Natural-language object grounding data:
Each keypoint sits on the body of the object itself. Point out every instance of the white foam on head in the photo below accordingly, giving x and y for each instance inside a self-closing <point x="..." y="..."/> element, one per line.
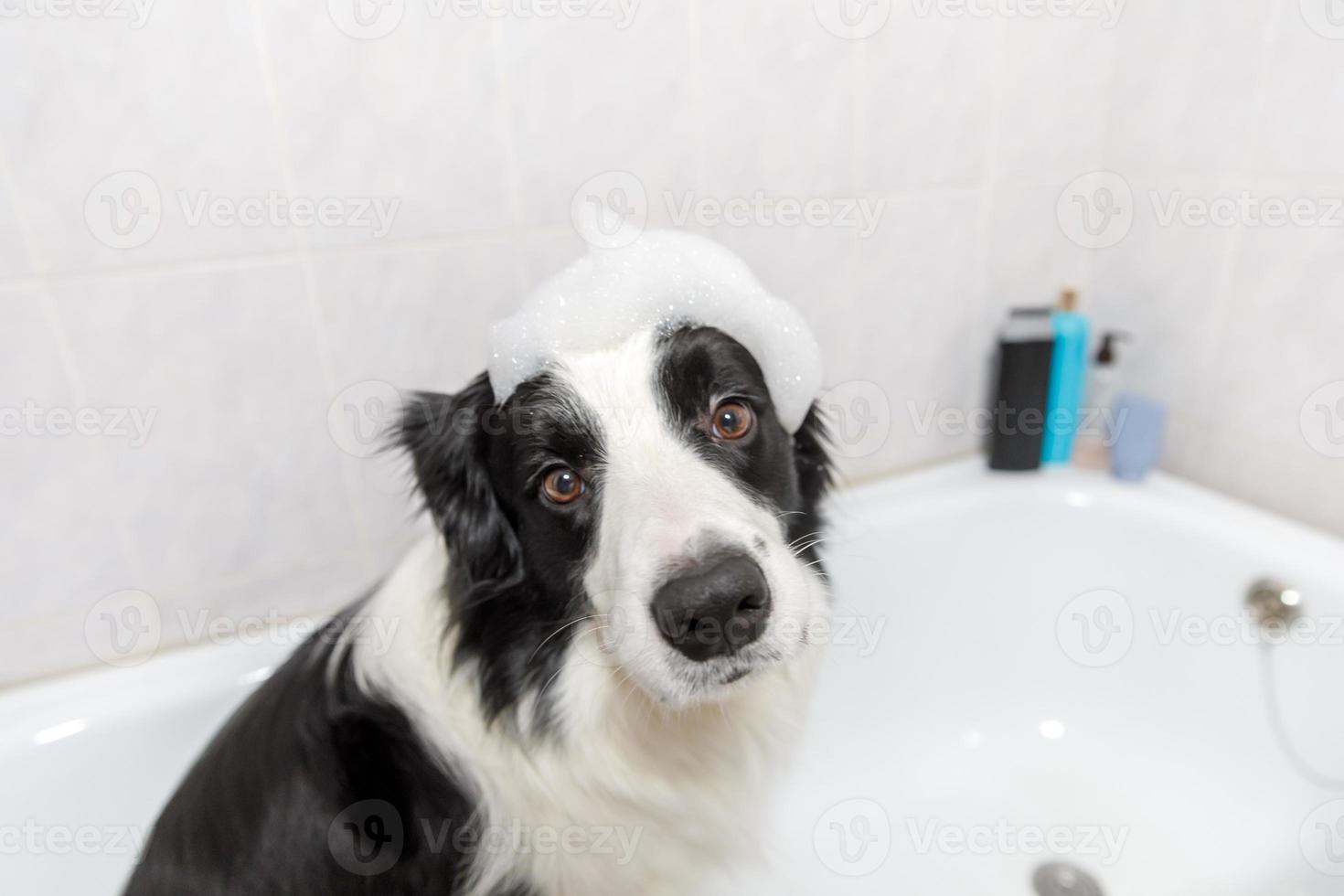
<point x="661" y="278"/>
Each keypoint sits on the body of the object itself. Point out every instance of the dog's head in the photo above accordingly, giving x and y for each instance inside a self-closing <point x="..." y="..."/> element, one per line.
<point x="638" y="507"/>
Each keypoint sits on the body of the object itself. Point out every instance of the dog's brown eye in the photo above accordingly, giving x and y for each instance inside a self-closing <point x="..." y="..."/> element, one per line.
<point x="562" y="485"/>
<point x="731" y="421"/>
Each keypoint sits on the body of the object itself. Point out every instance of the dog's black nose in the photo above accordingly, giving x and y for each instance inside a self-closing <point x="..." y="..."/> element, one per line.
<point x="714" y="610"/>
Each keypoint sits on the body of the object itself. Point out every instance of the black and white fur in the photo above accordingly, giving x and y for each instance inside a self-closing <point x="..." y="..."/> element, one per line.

=== Prompt ===
Repeat the records above exactly. No pictures go into the repeat.

=== Worked solution ===
Each keypoint sits on the body of the object itself. Point out every instance of the white foam on head in the photo below accordingly, giving x and y for each instance inside a self-closing <point x="..." y="..."/> element, one per line.
<point x="661" y="278"/>
Each keypoint sits on the body of the object itself. Point out every instance of the dog's head in the photo above accordingly, giving x and y for each instance inside a self-closing <point x="..." y="..."/> element, one per line.
<point x="638" y="507"/>
Each keypoint sits on the body of the object itself. Point out every instance of the dog's brown eye in the photo above accordingly, giving x and y for each instance inside a self-closing <point x="..." y="..."/> element, one per line.
<point x="562" y="485"/>
<point x="731" y="421"/>
Each keypoint sits on the body of the object itself. Point out every instance of the dog's black nose in the photo above accordingly, giving x and y for each instance inside a self-closing <point x="..." y="..."/> element, one per line.
<point x="714" y="610"/>
Each keypoint sits on the body of the object itself. Point out every instance of the black and white fur in the photo above accordingly, giving x and y for each instance inside a self-closing <point x="..." y="..."/> element, one per line.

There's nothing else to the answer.